◆ **Task brief**
Write out, please, the line containing "Please spot the white chess pawn" together with all lines after it, up to and including the last one, with no other output.

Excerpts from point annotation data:
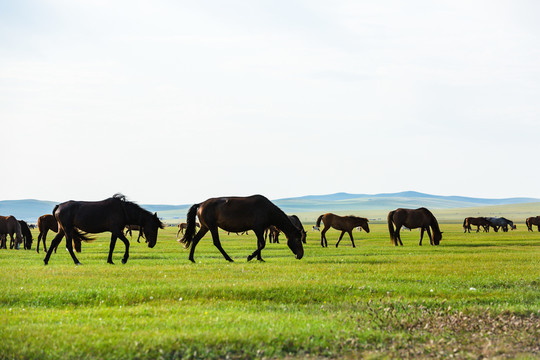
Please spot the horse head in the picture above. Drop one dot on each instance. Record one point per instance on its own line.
(365, 226)
(437, 237)
(150, 227)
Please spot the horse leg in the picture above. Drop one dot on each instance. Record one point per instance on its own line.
(340, 237)
(260, 245)
(69, 247)
(111, 248)
(398, 235)
(324, 242)
(430, 237)
(195, 241)
(217, 243)
(126, 243)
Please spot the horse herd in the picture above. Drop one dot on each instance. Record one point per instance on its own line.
(74, 220)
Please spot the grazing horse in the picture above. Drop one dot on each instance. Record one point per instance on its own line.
(237, 214)
(412, 219)
(9, 226)
(130, 228)
(27, 235)
(112, 214)
(45, 223)
(183, 226)
(479, 221)
(272, 233)
(296, 222)
(502, 223)
(344, 223)
(535, 220)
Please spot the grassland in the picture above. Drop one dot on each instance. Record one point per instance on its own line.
(475, 295)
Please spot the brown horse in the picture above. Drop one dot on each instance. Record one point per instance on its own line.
(9, 226)
(476, 221)
(183, 226)
(535, 220)
(344, 223)
(27, 235)
(412, 219)
(130, 228)
(45, 223)
(272, 233)
(112, 214)
(237, 214)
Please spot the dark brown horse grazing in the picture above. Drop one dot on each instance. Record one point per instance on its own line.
(344, 223)
(9, 226)
(45, 223)
(183, 226)
(412, 219)
(237, 214)
(112, 214)
(130, 228)
(476, 221)
(296, 222)
(27, 235)
(534, 220)
(272, 233)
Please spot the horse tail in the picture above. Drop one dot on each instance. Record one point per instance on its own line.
(78, 237)
(391, 227)
(189, 233)
(54, 210)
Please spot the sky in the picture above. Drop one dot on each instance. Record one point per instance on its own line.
(174, 102)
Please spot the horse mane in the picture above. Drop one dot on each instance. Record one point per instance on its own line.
(134, 206)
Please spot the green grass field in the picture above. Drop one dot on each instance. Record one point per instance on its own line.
(475, 295)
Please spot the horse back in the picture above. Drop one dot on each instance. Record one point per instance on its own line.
(237, 214)
(92, 216)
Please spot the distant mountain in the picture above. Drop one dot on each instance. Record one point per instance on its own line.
(30, 210)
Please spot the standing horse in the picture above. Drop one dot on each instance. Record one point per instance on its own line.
(344, 223)
(412, 219)
(296, 222)
(9, 226)
(112, 214)
(182, 227)
(237, 214)
(27, 235)
(479, 221)
(45, 223)
(535, 220)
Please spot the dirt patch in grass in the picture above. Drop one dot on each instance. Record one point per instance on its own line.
(446, 333)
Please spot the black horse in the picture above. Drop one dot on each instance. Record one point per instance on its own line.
(237, 214)
(412, 219)
(296, 222)
(112, 214)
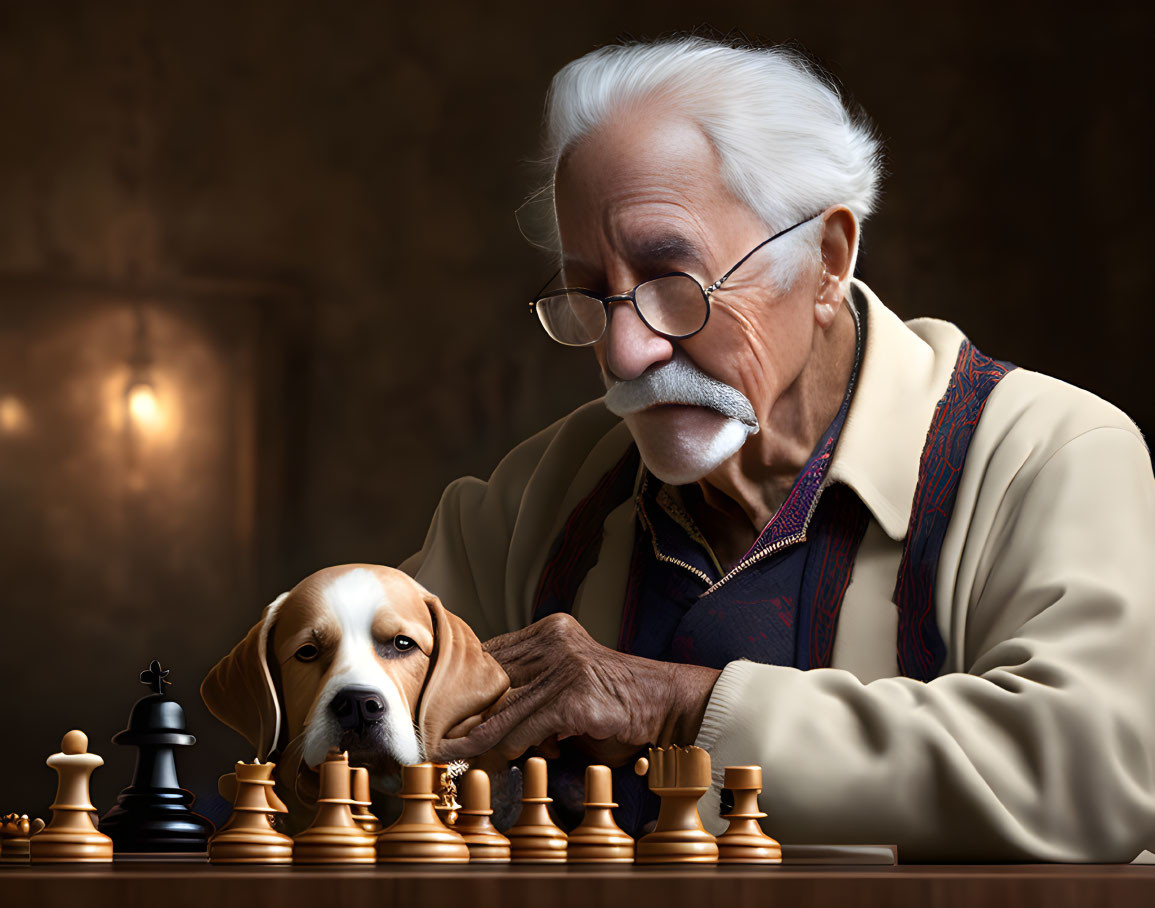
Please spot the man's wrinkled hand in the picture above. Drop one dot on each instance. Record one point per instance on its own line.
(565, 684)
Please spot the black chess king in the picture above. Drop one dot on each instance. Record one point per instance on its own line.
(153, 815)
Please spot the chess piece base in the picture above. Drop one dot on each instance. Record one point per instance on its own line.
(155, 820)
(14, 851)
(677, 847)
(484, 853)
(600, 845)
(745, 843)
(486, 845)
(320, 845)
(408, 842)
(425, 847)
(537, 845)
(67, 848)
(250, 847)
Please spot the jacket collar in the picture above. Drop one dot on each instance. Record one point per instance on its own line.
(904, 372)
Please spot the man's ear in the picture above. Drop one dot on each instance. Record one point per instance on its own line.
(462, 682)
(239, 690)
(839, 250)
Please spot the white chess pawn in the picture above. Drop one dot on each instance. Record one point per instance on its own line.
(72, 835)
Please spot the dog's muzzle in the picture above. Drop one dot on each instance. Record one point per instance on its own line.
(358, 709)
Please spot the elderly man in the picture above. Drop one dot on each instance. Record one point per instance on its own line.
(913, 582)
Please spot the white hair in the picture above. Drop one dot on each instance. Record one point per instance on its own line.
(788, 144)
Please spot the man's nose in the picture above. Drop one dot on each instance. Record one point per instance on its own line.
(631, 347)
(357, 708)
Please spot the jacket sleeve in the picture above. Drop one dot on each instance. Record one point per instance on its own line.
(463, 560)
(489, 538)
(1043, 749)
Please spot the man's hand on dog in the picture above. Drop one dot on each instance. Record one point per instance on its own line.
(565, 684)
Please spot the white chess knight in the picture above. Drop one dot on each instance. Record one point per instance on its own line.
(358, 657)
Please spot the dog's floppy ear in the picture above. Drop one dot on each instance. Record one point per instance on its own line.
(462, 682)
(239, 689)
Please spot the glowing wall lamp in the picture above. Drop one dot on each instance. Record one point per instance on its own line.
(141, 403)
(13, 415)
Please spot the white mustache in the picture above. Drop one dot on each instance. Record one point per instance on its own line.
(679, 381)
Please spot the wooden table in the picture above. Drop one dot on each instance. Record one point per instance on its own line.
(919, 886)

◆ **Answer to this exercise**
Please spot the white chess pawn in the picture above. Drop one dot on each instance. Record one point per instance on its own line.
(72, 835)
Please spot the dog's muzzle in the picture above. Drop one dot on each instance. Record one point per instance on its own line.
(358, 709)
Please spot the elderly man in the picture above. Drop one dot on each instance. Record one point per instance on its own line.
(913, 582)
Please spot the white hair in the picture above. Drop one dot on each instance. Record one point per instance on its own line.
(788, 144)
Please spot the man's nose in the picture above. Drop one dot on each instance. Record one point per instance on its own line.
(631, 347)
(357, 708)
Please spot the jacket sleeve in the picture above. Drop one dot on each instance. Record one point per instance on its own line.
(463, 560)
(489, 538)
(1043, 749)
Please spot the man's hand on dog in the picture above. Drop one dot on each instance. Record one point per instance on its own line.
(565, 684)
Please spot the white chess knight in the picture above. Drop one dot on each instance. Record one point per instance on its own line.
(358, 657)
Please spot the dog's floppy ear in the picture above. Drop one dot on each instance. Record one point per instance on its own line.
(462, 682)
(239, 689)
Please spot the glowing wall lamp in the picture above. Drop one dot on each instance. Record one point per instance on its own line.
(141, 403)
(13, 415)
Please spot the white mustache in the picture above. Drop one dot on each instance. Record one point per instance on its own line.
(679, 381)
Please spot the wooden table in the picture above. Drop one dot on each instance. Record one point per instance on its own line.
(919, 886)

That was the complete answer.